◆ Aim of the task ◆
This task calls for every line of the material to be output verbatim.

◆ Data for the task ◆

---

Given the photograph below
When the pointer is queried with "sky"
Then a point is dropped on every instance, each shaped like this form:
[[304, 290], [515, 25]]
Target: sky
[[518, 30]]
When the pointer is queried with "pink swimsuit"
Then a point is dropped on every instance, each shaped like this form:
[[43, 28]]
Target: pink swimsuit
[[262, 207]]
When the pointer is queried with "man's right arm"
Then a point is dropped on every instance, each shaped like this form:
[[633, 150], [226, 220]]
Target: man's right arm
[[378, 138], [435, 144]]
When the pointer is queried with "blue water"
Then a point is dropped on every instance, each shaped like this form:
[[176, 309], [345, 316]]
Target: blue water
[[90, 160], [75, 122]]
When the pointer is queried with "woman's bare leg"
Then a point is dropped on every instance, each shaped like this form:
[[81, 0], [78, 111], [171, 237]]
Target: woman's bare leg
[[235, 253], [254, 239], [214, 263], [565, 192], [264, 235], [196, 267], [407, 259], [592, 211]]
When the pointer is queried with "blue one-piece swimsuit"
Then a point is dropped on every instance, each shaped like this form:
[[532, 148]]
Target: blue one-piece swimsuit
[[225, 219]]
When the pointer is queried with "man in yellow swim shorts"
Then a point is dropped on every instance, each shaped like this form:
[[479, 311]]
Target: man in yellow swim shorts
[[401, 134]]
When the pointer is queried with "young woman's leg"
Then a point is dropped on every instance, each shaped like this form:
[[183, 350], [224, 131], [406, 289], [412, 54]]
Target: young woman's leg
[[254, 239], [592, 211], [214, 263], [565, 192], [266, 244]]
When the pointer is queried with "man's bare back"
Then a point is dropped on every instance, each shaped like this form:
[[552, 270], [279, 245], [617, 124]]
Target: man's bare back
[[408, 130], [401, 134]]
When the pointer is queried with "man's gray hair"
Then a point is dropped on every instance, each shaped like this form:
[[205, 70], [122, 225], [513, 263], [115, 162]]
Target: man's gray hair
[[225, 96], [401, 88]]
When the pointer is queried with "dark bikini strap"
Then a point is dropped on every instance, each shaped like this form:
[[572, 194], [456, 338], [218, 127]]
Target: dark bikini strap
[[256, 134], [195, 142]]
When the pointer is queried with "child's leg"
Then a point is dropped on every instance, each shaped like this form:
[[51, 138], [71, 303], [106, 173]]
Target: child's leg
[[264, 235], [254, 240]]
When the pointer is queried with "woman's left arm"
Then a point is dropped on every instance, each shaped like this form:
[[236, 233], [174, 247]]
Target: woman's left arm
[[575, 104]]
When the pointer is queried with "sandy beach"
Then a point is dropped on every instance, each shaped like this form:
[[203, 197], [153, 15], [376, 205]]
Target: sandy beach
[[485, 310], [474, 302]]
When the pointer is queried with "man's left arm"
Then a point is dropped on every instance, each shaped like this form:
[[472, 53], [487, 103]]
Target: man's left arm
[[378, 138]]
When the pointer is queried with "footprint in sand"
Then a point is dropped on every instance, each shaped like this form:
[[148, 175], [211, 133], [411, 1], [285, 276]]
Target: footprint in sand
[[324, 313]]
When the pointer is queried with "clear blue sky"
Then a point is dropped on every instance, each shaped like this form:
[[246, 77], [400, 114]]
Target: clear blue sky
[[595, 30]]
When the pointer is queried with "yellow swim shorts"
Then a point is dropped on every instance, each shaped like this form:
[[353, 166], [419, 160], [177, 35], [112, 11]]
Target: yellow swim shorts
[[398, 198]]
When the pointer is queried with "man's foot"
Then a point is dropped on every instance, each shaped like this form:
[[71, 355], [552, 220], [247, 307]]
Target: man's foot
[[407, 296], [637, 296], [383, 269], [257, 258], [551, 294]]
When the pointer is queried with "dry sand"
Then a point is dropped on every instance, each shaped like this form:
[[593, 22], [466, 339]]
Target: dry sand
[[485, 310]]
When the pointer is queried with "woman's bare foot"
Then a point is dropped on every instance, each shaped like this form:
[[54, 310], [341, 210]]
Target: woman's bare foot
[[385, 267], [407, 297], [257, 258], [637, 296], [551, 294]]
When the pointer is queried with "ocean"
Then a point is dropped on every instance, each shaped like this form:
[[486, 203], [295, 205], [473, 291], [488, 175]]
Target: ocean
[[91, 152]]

---

◆ Exercise answer ◆
Given the photograph below
When the pointer is queried with "sky"
Then a point is dropped on every instance, each shaped like this form:
[[304, 290], [515, 25]]
Target: sky
[[518, 30]]
When the pointer is queried with "pink swimsuit"
Then a point is dropped on every instance, each shaped like this form:
[[43, 28]]
Target: pink swimsuit
[[262, 207]]
When the pointer is queried with "man's right arm"
Then a point is dropped on every instance, each shaped like this form:
[[633, 150], [226, 220]]
Target: man's right arm
[[378, 138], [435, 144]]
When the pointer is queried with "blue water"
Then a point is dropped on every instance, each shaped like this form:
[[176, 309], [345, 316]]
Target: blue water
[[90, 160], [75, 122]]
When the pointer is queried with "woman's bare leg"
Then a point is dropped on every instance, each shaped like this form:
[[81, 0], [78, 111], [171, 237]]
Target: woman's bare leg
[[235, 253], [254, 239], [214, 263], [565, 192], [264, 235], [196, 267], [407, 259], [592, 211]]
When the pointer is queried with "blue one-piece swimsuit"
Then a point is dropped on every instance, each shaped like this form:
[[532, 148]]
Target: blue one-piece swimsuit
[[225, 219]]
When the pointer is queried with "man in yellow swim shorts"
Then a point is dropped on every instance, each shaped like this form:
[[479, 311]]
Target: man in yellow swim shorts
[[401, 134]]
When the pointer is queried with "young woman's leg"
Then a point is dropped on every instance, each shaped like this form:
[[183, 350], [224, 131], [406, 289], [412, 54]]
Target: young woman's leg
[[254, 239], [592, 211], [214, 263], [565, 192], [266, 244]]
When the pointer is queried with "man's bare back"
Then a point is dropped on every instance, each shaped like this form:
[[552, 270], [279, 245], [617, 124]]
Target: man's bare back
[[408, 130], [401, 134]]
When the pointer is queried with "man's gray hair"
Then a point is dropped on every instance, each shaped like this form:
[[205, 70], [122, 225], [513, 263], [115, 162]]
Target: man's gray hair
[[225, 96], [401, 88]]
When the pointer is queried with "dark bikini strap"
Then a point is dropped on every instance, each shaped like this form:
[[572, 194], [456, 338], [218, 127]]
Target: dark bikini strap
[[256, 134], [195, 142]]
When the pointer is queried with "child's leg"
Then a point is dropped on every instance, each shaped like this form:
[[51, 138], [71, 303], [106, 173]]
Target: child's leg
[[264, 235], [254, 240]]
When the pointer is queried with "woman's left arm"
Then a point is dropped on every instance, each shaped like this form:
[[236, 233], [174, 247]]
Target: woman's left arm
[[575, 104]]
When the pointer is queried with "sandy beach"
Then a point is dropped on every instance, each shaped like this form:
[[203, 197], [153, 15], [376, 205]]
Target: sandy beach
[[485, 310], [474, 302]]
When the pointer is queried with "man's left arm"
Then a point is dropped on every instance, each shaped like this form:
[[472, 53], [487, 103]]
Target: man's left arm
[[378, 138]]
When the pointer is queried with "footprint in sand"
Then a point is dropped on every instance, each shaped like this form:
[[148, 175], [211, 133], [411, 1], [285, 276]]
Target: footprint in sand
[[324, 313]]
When the pointer is queried with "clear blue sky"
Then a point is dropped on every instance, each shaped like this form:
[[246, 77], [400, 114]]
Target: clear blue sky
[[595, 30]]
When the pointer is queried with "yellow swim shorts"
Then a point is dropped on every instance, each shaped like this form:
[[353, 166], [419, 160], [177, 35], [112, 11]]
Target: yellow swim shorts
[[398, 198]]
When the pointer is queried with "man's foot"
Then a point is dropped on every instance, each shaped like this form:
[[71, 355], [552, 220], [247, 307]]
Target: man's foot
[[407, 296], [637, 296], [383, 269], [257, 258], [551, 294]]
When the pointer is queried with "dry sand"
Then a point is dropped on every instance, each shaped like this form:
[[593, 22], [466, 339]]
Target: dry sand
[[485, 310]]
When the pointer is queried with "woman's bare foot"
Then a point is dropped on every instance, each shaped like this form:
[[54, 310], [341, 210]]
Target: woman's bare foot
[[385, 267], [407, 297], [257, 258], [637, 296], [551, 294]]
When the pointer is queried with "ocean"
Then a point is dropped on every instance, each shaped like this form:
[[486, 203], [295, 205], [473, 291], [488, 175]]
Target: ocean
[[91, 152]]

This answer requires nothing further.